Yazılı görev a —
Ağrı isyanıyla ilgili metni iki cümleyle özetleyin.

Belge alıntısı —
○ ○ ○ ○
2 Eylül 2012 Pazar
Dündar Zade Numan Hulisi Bayazıt valisine verdiği Cevap (Ağrı isyanları)
Ağrı isyanını dönemimde sahte bir af çıkarılarak isyancılar kandırılmak istenir, Beyazıt (doğubeyazıt) ptt müdürü, ve Beyazıt valisi Lord ibrahim İsyanın öncülerinden Dündar Zade Numan Hulisi’ye teslim olması için birer mektup gönderirler… Dündar Numan Hulisi de aşağıdaki mektupla onlara cevap verir.
Bayazıt Lord İbrahim bey’e
Sayın Bay;
Gele köyünden mam aracılığıyla göndermiş olduğunuz 21 şubat 1928 tarihli mektubunuzu aldım. Mehmet bey e gönderilen mektup ve telgrafı kendisine gönderdim. Kendisi iki gün içinde burada olacaktır. Yanıt mektubu yazacak olursa, onu da size ulaştıracağım.
Teslim olmam ve af edilmem için çaba gösterdiğinizi yazıyorsunuz. Sanırım, sizi bu çabalarda bulunmaya vicdanınız zorladı ve bu yönde ısrarlı oldunuz. Ancak, size ne teslim olmam nede af edilmem için herhangi bir başvuruda bulunduğumu hatırlamıyorum.
Kanımca caniler ve suçlulardan oluşan tutuklular af isteminde bulunurlar. Herhangi bir suçu olmayanların teslim olmaya gereksinimleri yoktur.
Yaşamamın bütün evrelerinden bilgi sahibi olan siz, gençliğinden beri hiçbir kimseye kötülük yapmadığıma ve devlete dürüstçe hizmet ettiğime tanıksınız.
Ülkeme sevmekten öte hiçbir suçum yokken, hükümet, hiçbir araştırmaya gerek duymaksızın, benim gibi binlerce suçsuz kişyle birlikte, yargı önüne çıkarılmadan; katillere ve çapulculara yapılan işlemleri uygulayarak, evinden alıp beni batıya sürgün etti.
Benden sonra ailemide, çoluk çoğuğa acımadan, batıda bulunduğum şehirlerden başka bir kente sürgün ettiler. Evimi, hayvanlarımı ve ekimlerimi talan ettiler.
Ben ve ailem tüm yaşam koşullarından yoksun bırakıldık. Acılar, aşağılamalar, yaşadığımız yoksulluklar ve sürgün edildiğimiz yerlerdeki polis, jandarma ve göçmen bürolarındaki uygulamaları anlatmaya gücüm yetmiyor. Ve bugün bile onları andığımda bütün bedenim titriyor.
Buna, hiçbir ülkede, tarihin hiçbir döneminde ve hatta inceleme yapan antropologların rastlamadıkları bir biçimde, Adalet anlayışına uymayan ve ancak bize uygulanan yeni yöntemleride eklemek zorundayım.
○ ○ ○ ○
(Veri listesi)

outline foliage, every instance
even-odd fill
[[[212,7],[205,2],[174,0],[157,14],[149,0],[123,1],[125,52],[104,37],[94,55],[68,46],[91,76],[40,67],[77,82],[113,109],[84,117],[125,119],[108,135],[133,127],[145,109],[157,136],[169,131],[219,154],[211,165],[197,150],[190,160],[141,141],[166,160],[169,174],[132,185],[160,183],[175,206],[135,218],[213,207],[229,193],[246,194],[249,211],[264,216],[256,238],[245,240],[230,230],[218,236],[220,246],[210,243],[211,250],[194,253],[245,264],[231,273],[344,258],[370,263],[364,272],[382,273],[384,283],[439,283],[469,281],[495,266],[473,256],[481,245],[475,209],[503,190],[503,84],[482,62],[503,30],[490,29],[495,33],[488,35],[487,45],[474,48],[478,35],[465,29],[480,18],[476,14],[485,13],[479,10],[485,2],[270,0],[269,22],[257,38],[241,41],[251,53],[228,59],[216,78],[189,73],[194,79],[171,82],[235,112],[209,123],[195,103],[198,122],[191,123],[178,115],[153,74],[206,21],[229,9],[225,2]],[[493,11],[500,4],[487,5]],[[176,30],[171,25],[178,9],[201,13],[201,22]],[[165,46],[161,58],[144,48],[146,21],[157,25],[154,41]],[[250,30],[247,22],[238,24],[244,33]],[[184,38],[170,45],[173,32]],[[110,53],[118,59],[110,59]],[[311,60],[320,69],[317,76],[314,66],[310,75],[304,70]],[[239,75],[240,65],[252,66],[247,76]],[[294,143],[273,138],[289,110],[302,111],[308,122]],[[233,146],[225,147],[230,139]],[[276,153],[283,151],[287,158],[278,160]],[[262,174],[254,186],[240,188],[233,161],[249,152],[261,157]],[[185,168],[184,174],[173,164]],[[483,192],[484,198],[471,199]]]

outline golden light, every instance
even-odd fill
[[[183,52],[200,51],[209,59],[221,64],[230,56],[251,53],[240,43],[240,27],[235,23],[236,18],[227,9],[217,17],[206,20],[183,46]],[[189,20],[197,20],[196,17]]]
○ ○ ○ ○
Yazılı görev b —
Veri listesindeki satırlardan "outline golden light, every instance" ifadesini içeren satırla başlayın ve listenin sonuna kadar olan satırları olduğu gibi aktarın.

Tamamlanmış cevap a —
Ağrı isyanı döneminde Beyazıt PTT müdürü ve Beyazıt valisi Lord İbrahim, isyanın öncülerinden Dündar Zade Numan Hulisi'ye teslim olması için birer mektup gönderir. Numan Hulisi verdiği cevapta af için hiçbir başvuruda bulunmadığını, suçsuz olduğu hâlde yargılanmadan batıya sürgün edildiğini, ailesinin de sürgün edildiğini ve evinin, hayvanlarının ve ekinlerinin talan edildiğini yazar.

Tamamlanmış cevap b —
outline golden light, every instance
even-odd fill
[[[183,52],[200,51],[209,59],[221,64],[230,56],[251,53],[240,43],[240,27],[235,23],[236,18],[227,9],[217,17],[206,20],[183,46]],[[189,20],[197,20],[196,17]]]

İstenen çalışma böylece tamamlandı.